── EXCERPT

During a recent hospital appointment, my oncologist mentioned that he wanted me to have six-monthly infusions of a drug called Zometa, to strengthen my bones, for the next three years. It was primarily to protect my bones from the cancer spreading there, he said, but a useful side effect was that it would help to reduce my risk of osteoporosis. Almost as an aside, he mentioned that it isn’t available on the NHS yet, and that my health insurance company are unlikely to cover it, since it’s preventative (this was also true for my oophorectomy and my double mastectomy).
He was right about the health insurance, so I arranged to have it at my local NHS hospital as a ‘top-up’ patient. I didn’t give it much thought. It was one more hospital appointment on the calendar. A couple of days before, Paul asked me whether I knew what the side effects were. I didn’t. He looked them up and read them out to me. It took a long time. I still wasn’t really fazed. I know from having chemo that not everyone experiences every side effect, and that all you can do is wait and see.
The infusion takes about twenty minutes, but for various reasons (filling in paperwork, making the payment over the phone, seeing the oncologist about my blood test results, and plenty of waiting around), we were at the hospital for close to five hours. I was wincing my way through Stephen King’s misery, and didn’t really mind too much. The infusion itself, when I finally had it, was fine. We went home and put the kids to bed.

────

● **REQUIRED ACTION A**:
In the infusion account, how long were they at the hospital on the day of the infusion?
● **REQUIRED ACTION B**:
Please repeat the part of the infusion account that starts at the words "He was right" and ends after the words "wait and see.".

── INFORMATION GIVEN

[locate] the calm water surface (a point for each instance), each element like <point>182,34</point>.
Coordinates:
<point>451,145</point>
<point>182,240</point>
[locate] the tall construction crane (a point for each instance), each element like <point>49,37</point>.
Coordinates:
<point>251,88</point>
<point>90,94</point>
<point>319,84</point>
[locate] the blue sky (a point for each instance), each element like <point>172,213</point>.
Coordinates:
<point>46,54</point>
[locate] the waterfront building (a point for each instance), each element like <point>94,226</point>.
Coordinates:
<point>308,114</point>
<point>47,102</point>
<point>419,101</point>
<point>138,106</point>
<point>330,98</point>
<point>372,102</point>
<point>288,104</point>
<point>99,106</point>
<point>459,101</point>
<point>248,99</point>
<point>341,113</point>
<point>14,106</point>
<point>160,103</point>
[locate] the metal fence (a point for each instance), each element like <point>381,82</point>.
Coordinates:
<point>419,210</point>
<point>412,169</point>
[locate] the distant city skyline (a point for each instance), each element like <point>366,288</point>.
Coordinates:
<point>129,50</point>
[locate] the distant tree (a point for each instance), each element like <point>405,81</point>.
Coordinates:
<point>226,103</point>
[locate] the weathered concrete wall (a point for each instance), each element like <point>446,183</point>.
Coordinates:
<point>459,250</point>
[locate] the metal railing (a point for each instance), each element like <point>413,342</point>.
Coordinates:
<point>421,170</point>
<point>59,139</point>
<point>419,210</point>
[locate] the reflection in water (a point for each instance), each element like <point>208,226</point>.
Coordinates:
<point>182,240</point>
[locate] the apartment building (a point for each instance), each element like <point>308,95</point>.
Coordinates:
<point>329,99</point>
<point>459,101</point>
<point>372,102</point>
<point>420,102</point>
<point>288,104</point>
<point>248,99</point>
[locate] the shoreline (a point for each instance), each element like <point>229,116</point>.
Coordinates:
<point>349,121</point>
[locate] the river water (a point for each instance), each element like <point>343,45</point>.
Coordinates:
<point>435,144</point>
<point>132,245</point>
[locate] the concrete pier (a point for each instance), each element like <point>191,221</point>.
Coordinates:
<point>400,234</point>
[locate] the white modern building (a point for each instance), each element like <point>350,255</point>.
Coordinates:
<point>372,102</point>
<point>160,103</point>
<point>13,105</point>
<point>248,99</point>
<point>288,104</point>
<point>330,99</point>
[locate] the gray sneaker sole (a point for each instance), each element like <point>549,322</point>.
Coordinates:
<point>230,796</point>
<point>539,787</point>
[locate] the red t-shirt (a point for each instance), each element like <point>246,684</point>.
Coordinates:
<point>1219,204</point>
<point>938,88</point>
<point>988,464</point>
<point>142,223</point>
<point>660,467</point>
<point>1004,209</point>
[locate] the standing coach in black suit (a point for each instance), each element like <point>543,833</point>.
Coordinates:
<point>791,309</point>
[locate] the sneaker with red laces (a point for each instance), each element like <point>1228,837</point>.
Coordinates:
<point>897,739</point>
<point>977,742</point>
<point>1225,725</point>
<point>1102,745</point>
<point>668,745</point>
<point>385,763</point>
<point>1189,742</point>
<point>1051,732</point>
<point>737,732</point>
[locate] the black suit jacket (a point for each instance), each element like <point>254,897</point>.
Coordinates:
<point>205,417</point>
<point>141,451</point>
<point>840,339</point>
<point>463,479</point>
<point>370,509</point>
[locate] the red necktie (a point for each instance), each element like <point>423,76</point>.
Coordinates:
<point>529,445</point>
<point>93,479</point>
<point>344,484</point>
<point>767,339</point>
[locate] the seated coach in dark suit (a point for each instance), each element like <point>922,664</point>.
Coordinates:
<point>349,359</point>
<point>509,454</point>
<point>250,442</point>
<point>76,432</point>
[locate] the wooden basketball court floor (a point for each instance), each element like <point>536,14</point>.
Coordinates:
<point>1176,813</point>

────

● **TASK RESULT A**:
Close to five hours.

● **TASK RESULT B**:
He was right about the health insurance, so I arranged to have it at my local NHS hospital as a ‘top-up’ patient. I didn’t give it much thought. It was one more hospital appointment on the calendar. A couple of days before, Paul asked me whether I knew what the side effects were. I didn’t. He looked them up and read them out to me. It took a long time. I still wasn’t really fazed. I know from having chemo that not everyone experiences every side effect, and that all you can do is wait and see.